#### [To do]
Skip the images. Copy the records exactly as written.

#### [Data for the task]
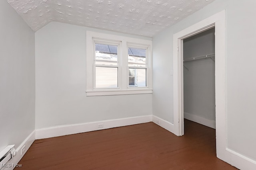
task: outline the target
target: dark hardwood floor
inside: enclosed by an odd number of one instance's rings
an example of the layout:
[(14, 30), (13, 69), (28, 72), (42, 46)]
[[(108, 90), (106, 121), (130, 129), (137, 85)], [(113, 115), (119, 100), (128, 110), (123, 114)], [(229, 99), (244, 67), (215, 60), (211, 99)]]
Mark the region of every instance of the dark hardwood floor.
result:
[(185, 120), (177, 137), (152, 122), (37, 140), (22, 170), (234, 170), (216, 157), (215, 131)]

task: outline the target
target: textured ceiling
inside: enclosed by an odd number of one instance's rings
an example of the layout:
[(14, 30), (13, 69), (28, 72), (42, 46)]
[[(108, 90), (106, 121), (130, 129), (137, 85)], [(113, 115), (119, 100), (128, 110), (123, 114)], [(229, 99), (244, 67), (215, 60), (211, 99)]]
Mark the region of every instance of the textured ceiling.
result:
[(214, 0), (7, 0), (37, 31), (51, 21), (152, 37)]

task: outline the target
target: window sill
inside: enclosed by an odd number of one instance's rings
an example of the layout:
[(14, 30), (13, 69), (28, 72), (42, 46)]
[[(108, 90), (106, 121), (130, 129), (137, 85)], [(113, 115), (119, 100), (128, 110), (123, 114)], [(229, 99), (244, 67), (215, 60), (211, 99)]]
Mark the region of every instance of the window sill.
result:
[(127, 90), (86, 91), (87, 96), (123, 95), (126, 94), (148, 94), (153, 93), (152, 90)]

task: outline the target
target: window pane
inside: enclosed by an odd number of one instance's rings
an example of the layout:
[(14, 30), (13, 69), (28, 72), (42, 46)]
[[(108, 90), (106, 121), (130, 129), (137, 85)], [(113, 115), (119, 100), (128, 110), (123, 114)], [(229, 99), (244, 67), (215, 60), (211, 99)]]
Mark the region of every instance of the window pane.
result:
[(134, 68), (129, 68), (129, 76), (135, 76), (135, 69)]
[(146, 87), (146, 68), (129, 68), (129, 87)]
[(95, 44), (95, 64), (117, 65), (117, 45)]
[(129, 77), (129, 86), (135, 86), (135, 79), (134, 77)]
[(118, 87), (117, 67), (96, 67), (96, 88)]
[(146, 49), (128, 48), (129, 66), (146, 66)]

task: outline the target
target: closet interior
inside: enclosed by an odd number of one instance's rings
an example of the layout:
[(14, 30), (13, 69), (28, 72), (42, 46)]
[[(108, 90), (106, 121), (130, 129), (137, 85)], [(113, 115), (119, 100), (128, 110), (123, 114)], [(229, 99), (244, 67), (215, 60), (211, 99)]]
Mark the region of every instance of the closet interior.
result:
[(215, 129), (214, 45), (214, 28), (183, 40), (183, 84), (184, 118)]

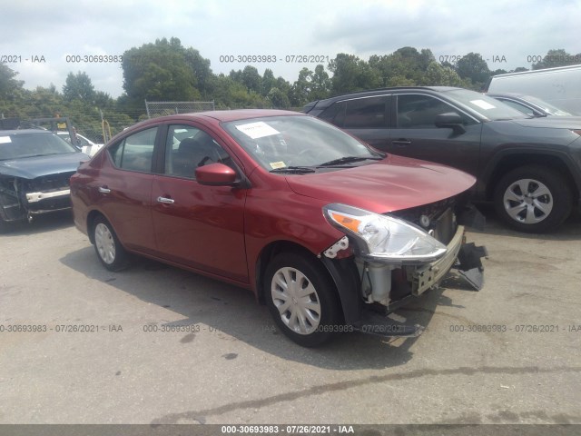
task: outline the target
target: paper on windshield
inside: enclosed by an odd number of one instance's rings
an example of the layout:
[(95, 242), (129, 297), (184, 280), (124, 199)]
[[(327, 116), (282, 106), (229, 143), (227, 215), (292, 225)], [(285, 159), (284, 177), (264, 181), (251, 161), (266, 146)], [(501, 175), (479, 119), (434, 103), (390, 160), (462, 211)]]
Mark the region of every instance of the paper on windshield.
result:
[(484, 100), (470, 100), (470, 103), (481, 109), (484, 109), (485, 111), (495, 109), (497, 107), (494, 104), (490, 104), (488, 102), (485, 102)]
[(276, 170), (277, 168), (286, 168), (287, 167), (287, 164), (282, 161), (271, 162), (270, 165), (271, 165), (271, 168), (272, 168), (273, 170)]
[(281, 134), (281, 132), (273, 129), (263, 121), (240, 124), (237, 125), (236, 128), (252, 139), (263, 138), (264, 136), (272, 136), (273, 134)]

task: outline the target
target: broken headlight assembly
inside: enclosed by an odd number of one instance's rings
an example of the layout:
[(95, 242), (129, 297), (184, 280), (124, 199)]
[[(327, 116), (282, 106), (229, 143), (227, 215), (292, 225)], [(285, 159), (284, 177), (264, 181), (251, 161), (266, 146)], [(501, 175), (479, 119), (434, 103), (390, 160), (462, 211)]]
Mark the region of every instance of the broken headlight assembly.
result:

#### [Output for this exercise]
task: outline the target
target: dark hardwood floor
inside: enclosed by an odd number of one instance's rings
an example of the layout:
[(14, 30), (13, 69), (28, 72), (42, 46)]
[[(108, 90), (106, 121), (130, 129), (137, 85)], [(113, 115), (119, 100), (128, 110), (123, 114)], [(229, 99), (244, 67), (215, 60), (211, 99)]]
Mark the region of every instance of the dark hardwood floor.
result:
[(185, 120), (177, 137), (152, 122), (37, 140), (22, 170), (234, 170), (216, 157), (215, 131)]

task: outline the target
target: textured ceiling
inside: enclosed by an odd number of one instance's rings
an example of the layout:
[(14, 30), (13, 69), (28, 72), (42, 46)]
[[(108, 90), (106, 121), (130, 129), (137, 85)], [(113, 115), (119, 100), (128, 110), (123, 114)], [(229, 99), (244, 67), (215, 60), (211, 99)]]
Mark the region of every instance of the textured ceiling.
result:
[(214, 0), (7, 0), (37, 31), (51, 21), (152, 37)]

task: outline the target
target: window sill
inside: enclosed by an odd number of one instance's rings
an example of the layout:
[(14, 30), (13, 69), (28, 72), (42, 46)]
[[(108, 90), (106, 121), (130, 129), (137, 85)], [(113, 115), (119, 100), (128, 110), (123, 114)], [(229, 99), (244, 67), (215, 60), (211, 99)]]
Mark the region of every instance of the window sill.
result:
[(127, 90), (86, 91), (87, 96), (123, 95), (126, 94), (148, 94), (153, 93), (152, 90)]

task: outline the target
target: window pane
inside: enclosed by an odd number of one instance's rings
an example of the layout:
[(14, 30), (13, 69), (28, 72), (42, 46)]
[[(108, 90), (106, 121), (130, 129), (137, 85)], [(113, 115), (119, 100), (128, 110), (123, 114)], [(229, 99), (244, 67), (215, 60), (211, 99)]]
Mark the region of every instance of the window pane.
result:
[(134, 68), (129, 68), (129, 76), (135, 76), (135, 69)]
[(146, 87), (146, 68), (129, 68), (129, 87)]
[(95, 44), (95, 64), (117, 65), (117, 45)]
[(129, 77), (129, 86), (135, 86), (135, 79), (134, 77)]
[(118, 87), (117, 67), (96, 67), (96, 88)]
[(146, 49), (128, 48), (129, 66), (146, 66)]

task: outline the target
target: closet interior
inside: enclosed by an odd number of one instance's rings
an example of the layout:
[(14, 30), (13, 69), (28, 72), (42, 46)]
[[(108, 90), (106, 121), (130, 129), (137, 85)], [(113, 115), (119, 100), (128, 110), (123, 114)], [(229, 99), (244, 67), (215, 60), (211, 99)]]
Mark the region of every instance of the closet interior.
result:
[(215, 129), (214, 45), (214, 28), (183, 40), (183, 84), (184, 118)]

task: outline the target
target: paper on windshield
inside: enclosed by an odd number of one instance's rings
an example of the layout:
[(95, 242), (129, 297), (184, 280), (124, 199)]
[[(327, 116), (282, 106), (229, 143), (227, 215), (292, 225)], [(285, 159), (284, 177), (264, 181), (251, 161), (266, 146)], [(501, 175), (479, 119), (434, 103), (390, 160), (462, 211)]]
Mark the region of every instance of the paper on windshield.
result:
[(484, 100), (470, 100), (470, 103), (481, 109), (484, 109), (485, 111), (495, 109), (497, 107), (494, 104), (490, 104), (488, 102), (485, 102)]
[(276, 170), (277, 168), (286, 168), (287, 167), (287, 164), (282, 161), (271, 162), (270, 165), (271, 165), (271, 168), (272, 168), (273, 170)]
[(281, 134), (281, 132), (273, 129), (263, 121), (240, 124), (237, 125), (236, 128), (252, 139), (263, 138), (264, 136), (272, 136), (273, 134)]

task: outline the target
target: broken headlight assembly
inside: enclosed by an odd number of one instance's rings
an example of the layout:
[(95, 242), (129, 297), (184, 280), (124, 199)]
[[(327, 116), (282, 106), (229, 143), (227, 215), (292, 225)], [(285, 159), (284, 177), (264, 181), (251, 161), (266, 146)], [(501, 175), (479, 119), (434, 103), (390, 160), (462, 211)]]
Mark the region of every instance of the broken headlight assembly.
result:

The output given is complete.